▶ [DATA SUPPLIED]:
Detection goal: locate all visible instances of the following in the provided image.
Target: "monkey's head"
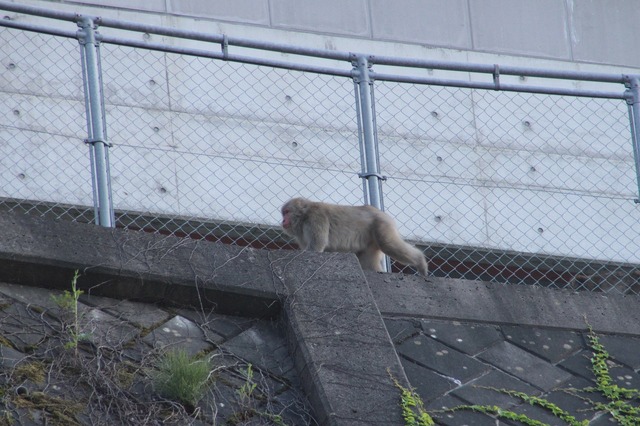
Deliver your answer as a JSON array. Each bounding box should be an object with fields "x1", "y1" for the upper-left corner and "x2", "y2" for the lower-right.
[{"x1": 281, "y1": 197, "x2": 310, "y2": 235}]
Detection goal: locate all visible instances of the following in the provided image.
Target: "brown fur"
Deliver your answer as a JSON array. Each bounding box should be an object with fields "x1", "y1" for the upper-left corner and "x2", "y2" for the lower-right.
[{"x1": 281, "y1": 197, "x2": 428, "y2": 275}]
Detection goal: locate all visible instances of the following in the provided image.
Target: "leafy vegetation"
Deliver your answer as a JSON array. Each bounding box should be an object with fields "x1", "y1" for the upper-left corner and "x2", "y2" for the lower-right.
[
  {"x1": 388, "y1": 369, "x2": 435, "y2": 426},
  {"x1": 393, "y1": 324, "x2": 640, "y2": 425},
  {"x1": 152, "y1": 349, "x2": 211, "y2": 406},
  {"x1": 50, "y1": 270, "x2": 89, "y2": 352}
]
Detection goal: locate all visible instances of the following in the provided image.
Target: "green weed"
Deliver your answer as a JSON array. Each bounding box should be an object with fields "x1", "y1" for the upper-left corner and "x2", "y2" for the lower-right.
[{"x1": 152, "y1": 349, "x2": 210, "y2": 406}]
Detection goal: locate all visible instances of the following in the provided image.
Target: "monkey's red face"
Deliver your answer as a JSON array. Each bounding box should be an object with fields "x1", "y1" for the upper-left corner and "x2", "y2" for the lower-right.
[
  {"x1": 282, "y1": 208, "x2": 292, "y2": 229},
  {"x1": 281, "y1": 198, "x2": 307, "y2": 233}
]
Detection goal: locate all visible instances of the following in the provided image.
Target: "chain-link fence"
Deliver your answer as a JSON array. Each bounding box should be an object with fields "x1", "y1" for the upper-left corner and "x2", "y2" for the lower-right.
[
  {"x1": 1, "y1": 3, "x2": 639, "y2": 295},
  {"x1": 101, "y1": 45, "x2": 362, "y2": 250},
  {"x1": 0, "y1": 26, "x2": 94, "y2": 222},
  {"x1": 375, "y1": 82, "x2": 637, "y2": 291}
]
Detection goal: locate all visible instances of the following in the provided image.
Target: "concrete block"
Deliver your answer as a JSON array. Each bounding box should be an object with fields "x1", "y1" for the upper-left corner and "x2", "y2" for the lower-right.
[
  {"x1": 65, "y1": 0, "x2": 166, "y2": 13},
  {"x1": 0, "y1": 92, "x2": 85, "y2": 139},
  {"x1": 0, "y1": 345, "x2": 26, "y2": 370},
  {"x1": 382, "y1": 180, "x2": 488, "y2": 246},
  {"x1": 485, "y1": 188, "x2": 640, "y2": 264},
  {"x1": 0, "y1": 281, "x2": 82, "y2": 311},
  {"x1": 609, "y1": 364, "x2": 640, "y2": 390},
  {"x1": 453, "y1": 370, "x2": 540, "y2": 407},
  {"x1": 273, "y1": 250, "x2": 408, "y2": 425},
  {"x1": 270, "y1": 0, "x2": 371, "y2": 37},
  {"x1": 544, "y1": 377, "x2": 607, "y2": 423},
  {"x1": 143, "y1": 315, "x2": 213, "y2": 356},
  {"x1": 177, "y1": 309, "x2": 256, "y2": 340},
  {"x1": 421, "y1": 319, "x2": 501, "y2": 356},
  {"x1": 168, "y1": 0, "x2": 270, "y2": 25},
  {"x1": 221, "y1": 321, "x2": 298, "y2": 382},
  {"x1": 375, "y1": 82, "x2": 476, "y2": 147},
  {"x1": 171, "y1": 151, "x2": 362, "y2": 223},
  {"x1": 478, "y1": 341, "x2": 572, "y2": 390},
  {"x1": 598, "y1": 334, "x2": 640, "y2": 370},
  {"x1": 100, "y1": 45, "x2": 170, "y2": 109},
  {"x1": 398, "y1": 334, "x2": 490, "y2": 383},
  {"x1": 167, "y1": 111, "x2": 360, "y2": 171},
  {"x1": 0, "y1": 128, "x2": 92, "y2": 207},
  {"x1": 502, "y1": 325, "x2": 585, "y2": 363},
  {"x1": 383, "y1": 317, "x2": 420, "y2": 344},
  {"x1": 0, "y1": 27, "x2": 82, "y2": 99},
  {"x1": 473, "y1": 91, "x2": 629, "y2": 158},
  {"x1": 109, "y1": 145, "x2": 181, "y2": 215},
  {"x1": 511, "y1": 392, "x2": 583, "y2": 424},
  {"x1": 80, "y1": 294, "x2": 172, "y2": 329},
  {"x1": 427, "y1": 394, "x2": 496, "y2": 425},
  {"x1": 0, "y1": 211, "x2": 281, "y2": 318},
  {"x1": 165, "y1": 57, "x2": 356, "y2": 133},
  {"x1": 370, "y1": 0, "x2": 471, "y2": 49},
  {"x1": 0, "y1": 303, "x2": 49, "y2": 352},
  {"x1": 558, "y1": 349, "x2": 597, "y2": 380},
  {"x1": 474, "y1": 147, "x2": 635, "y2": 197},
  {"x1": 570, "y1": 0, "x2": 640, "y2": 67},
  {"x1": 106, "y1": 106, "x2": 173, "y2": 150},
  {"x1": 84, "y1": 308, "x2": 141, "y2": 347},
  {"x1": 400, "y1": 358, "x2": 456, "y2": 403},
  {"x1": 366, "y1": 272, "x2": 640, "y2": 336},
  {"x1": 469, "y1": 0, "x2": 571, "y2": 59}
]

▶ [TASK]: The answer must be the entries above, printed exactly, with no pictures.

▶ [TASK OUTPUT]:
Detection goal: locate all visible instances of the following in the provided image.
Target: "monkey's head"
Deliver your answer as a JSON array. Each bounding box should be an object with fields "x1", "y1" for the upper-left corner and "x2", "y2" for the lower-right.
[{"x1": 281, "y1": 197, "x2": 310, "y2": 235}]
Detection goal: locate all visible instances of the following in the provided image.
Target: "brown fur"
Deliver your answer as a JSON array. Each bounding box should be an object with fields "x1", "y1" for the upper-left corner and "x2", "y2" for the lower-right.
[{"x1": 281, "y1": 197, "x2": 428, "y2": 275}]
Detection goal: locate all visible instances of the following in the provided image.
Target: "leafy vegetation"
Deliver your answer as a JSON array. Each bounding box should be an object with fields "x1", "y1" for the upper-left corner and "x2", "y2" for the lower-right.
[
  {"x1": 388, "y1": 369, "x2": 435, "y2": 426},
  {"x1": 393, "y1": 324, "x2": 640, "y2": 425},
  {"x1": 152, "y1": 349, "x2": 211, "y2": 406},
  {"x1": 50, "y1": 270, "x2": 89, "y2": 352}
]
Detection goal: locate all visible instances of the following in the provided image.
Target: "green weed"
Deliver your answer as a JSON array. Each bounding box should be an object with fields "x1", "y1" for the upper-left corner and "x2", "y2" for the lower-right.
[{"x1": 152, "y1": 349, "x2": 210, "y2": 406}]
Detection goal: locate all visible instances of the following in the provided image.
Target: "monkey's red face"
Deliver your answer as a JSON array. Each bounding box should be an object with fields "x1", "y1" for the upper-left corner and "x2", "y2" for the lower-right.
[
  {"x1": 282, "y1": 208, "x2": 292, "y2": 229},
  {"x1": 281, "y1": 198, "x2": 307, "y2": 233}
]
Detection goal: locate all visible instances of the following in the provided image.
Target: "chain-link fence"
Deliver your answer as a JSON array. Each bounding box should be an object with fields "x1", "y1" for the upper-left corner and "x2", "y2" for the lower-right.
[
  {"x1": 1, "y1": 3, "x2": 639, "y2": 295},
  {"x1": 101, "y1": 45, "x2": 362, "y2": 250},
  {"x1": 0, "y1": 26, "x2": 94, "y2": 222},
  {"x1": 375, "y1": 82, "x2": 637, "y2": 291}
]
Detection goal: locate all visible instances of the following in the provided image.
Target: "concrete block"
Deliver your answer as a JSON array. Each bounding box should be an object with fields "x1", "y1" for the upper-left corner and "x2", "y2" for the lower-right.
[
  {"x1": 65, "y1": 0, "x2": 166, "y2": 13},
  {"x1": 0, "y1": 92, "x2": 85, "y2": 139},
  {"x1": 0, "y1": 345, "x2": 26, "y2": 370},
  {"x1": 382, "y1": 180, "x2": 488, "y2": 246},
  {"x1": 485, "y1": 188, "x2": 640, "y2": 264},
  {"x1": 0, "y1": 281, "x2": 82, "y2": 311},
  {"x1": 609, "y1": 364, "x2": 640, "y2": 390},
  {"x1": 453, "y1": 370, "x2": 540, "y2": 407},
  {"x1": 273, "y1": 250, "x2": 408, "y2": 425},
  {"x1": 270, "y1": 0, "x2": 371, "y2": 37},
  {"x1": 544, "y1": 377, "x2": 607, "y2": 423},
  {"x1": 143, "y1": 315, "x2": 213, "y2": 356},
  {"x1": 177, "y1": 309, "x2": 256, "y2": 340},
  {"x1": 421, "y1": 319, "x2": 501, "y2": 356},
  {"x1": 168, "y1": 0, "x2": 270, "y2": 25},
  {"x1": 221, "y1": 321, "x2": 298, "y2": 382},
  {"x1": 375, "y1": 82, "x2": 476, "y2": 147},
  {"x1": 171, "y1": 151, "x2": 362, "y2": 223},
  {"x1": 478, "y1": 341, "x2": 572, "y2": 390},
  {"x1": 598, "y1": 334, "x2": 640, "y2": 370},
  {"x1": 100, "y1": 45, "x2": 170, "y2": 109},
  {"x1": 398, "y1": 334, "x2": 490, "y2": 383},
  {"x1": 167, "y1": 111, "x2": 360, "y2": 171},
  {"x1": 0, "y1": 128, "x2": 92, "y2": 207},
  {"x1": 502, "y1": 325, "x2": 585, "y2": 363},
  {"x1": 383, "y1": 317, "x2": 420, "y2": 344},
  {"x1": 0, "y1": 27, "x2": 82, "y2": 99},
  {"x1": 473, "y1": 91, "x2": 629, "y2": 158},
  {"x1": 109, "y1": 145, "x2": 181, "y2": 215},
  {"x1": 511, "y1": 392, "x2": 583, "y2": 424},
  {"x1": 80, "y1": 294, "x2": 172, "y2": 329},
  {"x1": 427, "y1": 394, "x2": 496, "y2": 425},
  {"x1": 0, "y1": 211, "x2": 281, "y2": 318},
  {"x1": 165, "y1": 57, "x2": 356, "y2": 133},
  {"x1": 370, "y1": 0, "x2": 471, "y2": 49},
  {"x1": 0, "y1": 303, "x2": 49, "y2": 352},
  {"x1": 558, "y1": 349, "x2": 597, "y2": 380},
  {"x1": 474, "y1": 147, "x2": 635, "y2": 197},
  {"x1": 570, "y1": 0, "x2": 640, "y2": 67},
  {"x1": 106, "y1": 106, "x2": 173, "y2": 150},
  {"x1": 84, "y1": 308, "x2": 141, "y2": 347},
  {"x1": 400, "y1": 358, "x2": 456, "y2": 403},
  {"x1": 366, "y1": 272, "x2": 640, "y2": 336},
  {"x1": 469, "y1": 0, "x2": 571, "y2": 59}
]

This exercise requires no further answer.